SOURCE MATERIAL Block Start

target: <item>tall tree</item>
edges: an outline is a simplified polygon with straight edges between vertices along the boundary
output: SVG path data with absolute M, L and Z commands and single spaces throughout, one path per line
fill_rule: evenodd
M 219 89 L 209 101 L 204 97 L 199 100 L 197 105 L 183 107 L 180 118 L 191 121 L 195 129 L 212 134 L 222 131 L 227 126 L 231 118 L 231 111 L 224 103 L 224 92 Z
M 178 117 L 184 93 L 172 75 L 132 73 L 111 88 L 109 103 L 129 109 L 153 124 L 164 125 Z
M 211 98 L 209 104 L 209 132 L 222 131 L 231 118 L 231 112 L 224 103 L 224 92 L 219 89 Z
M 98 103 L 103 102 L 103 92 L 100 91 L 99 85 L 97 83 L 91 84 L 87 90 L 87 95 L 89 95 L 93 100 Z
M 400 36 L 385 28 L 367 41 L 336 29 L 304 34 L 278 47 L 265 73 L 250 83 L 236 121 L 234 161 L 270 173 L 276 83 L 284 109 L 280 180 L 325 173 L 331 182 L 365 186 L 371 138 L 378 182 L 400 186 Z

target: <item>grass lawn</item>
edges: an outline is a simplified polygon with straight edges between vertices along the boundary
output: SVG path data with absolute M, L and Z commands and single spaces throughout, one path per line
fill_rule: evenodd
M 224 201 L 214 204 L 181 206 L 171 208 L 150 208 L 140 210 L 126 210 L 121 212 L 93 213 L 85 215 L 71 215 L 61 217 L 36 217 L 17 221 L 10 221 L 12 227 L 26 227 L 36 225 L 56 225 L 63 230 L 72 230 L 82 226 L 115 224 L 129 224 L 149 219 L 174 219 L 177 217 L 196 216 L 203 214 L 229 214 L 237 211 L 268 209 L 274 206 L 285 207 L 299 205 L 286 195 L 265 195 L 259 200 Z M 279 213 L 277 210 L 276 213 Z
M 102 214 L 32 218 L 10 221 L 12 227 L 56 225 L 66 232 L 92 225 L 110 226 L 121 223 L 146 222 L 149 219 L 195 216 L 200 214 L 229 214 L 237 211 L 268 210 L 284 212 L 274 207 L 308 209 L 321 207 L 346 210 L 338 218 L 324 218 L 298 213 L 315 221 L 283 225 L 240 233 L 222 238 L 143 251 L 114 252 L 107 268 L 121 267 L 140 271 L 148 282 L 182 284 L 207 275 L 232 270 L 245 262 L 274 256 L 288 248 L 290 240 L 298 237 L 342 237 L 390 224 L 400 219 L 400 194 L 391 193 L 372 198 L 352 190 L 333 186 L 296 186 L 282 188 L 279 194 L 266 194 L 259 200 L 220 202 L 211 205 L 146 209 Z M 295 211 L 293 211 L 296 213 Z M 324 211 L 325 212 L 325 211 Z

SOURCE MATERIAL Block End

Every record above must be repeated word for word.

target: <item>tall tree</item>
edges: an outline is a simplified polygon with straight edges between vertices along the boundary
output: SVG path data with absolute M, L and Z commands and single spaces throughout, one path per line
fill_rule: evenodd
M 219 89 L 209 101 L 204 97 L 199 100 L 197 105 L 183 107 L 180 118 L 191 121 L 195 129 L 212 134 L 222 131 L 227 126 L 231 118 L 231 111 L 224 103 L 224 92 Z
M 178 117 L 184 93 L 172 75 L 132 73 L 111 88 L 109 103 L 129 109 L 153 124 L 164 125 Z
M 211 98 L 209 104 L 209 132 L 222 131 L 231 118 L 231 112 L 224 103 L 224 92 L 219 89 Z
M 98 103 L 103 102 L 103 92 L 100 91 L 99 85 L 97 83 L 91 84 L 87 90 L 87 95 L 89 95 L 93 100 Z
M 400 36 L 385 28 L 367 41 L 336 29 L 304 34 L 278 47 L 265 73 L 250 83 L 236 121 L 234 161 L 270 173 L 276 83 L 284 109 L 280 180 L 325 173 L 331 182 L 365 186 L 371 138 L 378 182 L 400 186 Z

target: <item>grass lawn</item>
edges: an outline is a simplified polygon with straight edges between vertices along the boundary
output: SVG path data with absolute M, L and Z commands and single spaces throughout, one path per line
fill_rule: evenodd
M 224 201 L 214 204 L 181 206 L 171 208 L 150 208 L 140 210 L 126 210 L 121 212 L 93 213 L 85 215 L 71 215 L 61 217 L 36 217 L 17 221 L 10 221 L 12 227 L 26 227 L 36 225 L 56 225 L 63 230 L 72 230 L 82 226 L 115 224 L 129 224 L 149 219 L 174 219 L 177 217 L 196 216 L 203 214 L 229 214 L 237 211 L 268 209 L 274 206 L 285 207 L 299 205 L 286 195 L 265 195 L 259 200 Z M 279 213 L 277 210 L 276 213 Z
M 102 214 L 32 218 L 10 221 L 12 227 L 56 225 L 66 232 L 92 225 L 110 226 L 121 223 L 146 222 L 149 219 L 195 216 L 200 214 L 229 214 L 237 211 L 268 210 L 284 212 L 274 207 L 308 209 L 321 207 L 346 210 L 338 218 L 324 218 L 298 213 L 315 221 L 283 225 L 240 233 L 222 238 L 143 251 L 114 252 L 107 268 L 121 267 L 140 271 L 148 282 L 182 284 L 207 275 L 232 270 L 245 262 L 274 256 L 288 248 L 290 240 L 298 237 L 342 237 L 390 224 L 400 219 L 400 194 L 391 193 L 372 198 L 352 190 L 333 186 L 296 186 L 282 188 L 279 194 L 266 194 L 259 200 L 220 202 L 211 205 L 146 209 Z M 295 211 L 293 211 L 296 213 Z M 324 211 L 325 212 L 325 211 Z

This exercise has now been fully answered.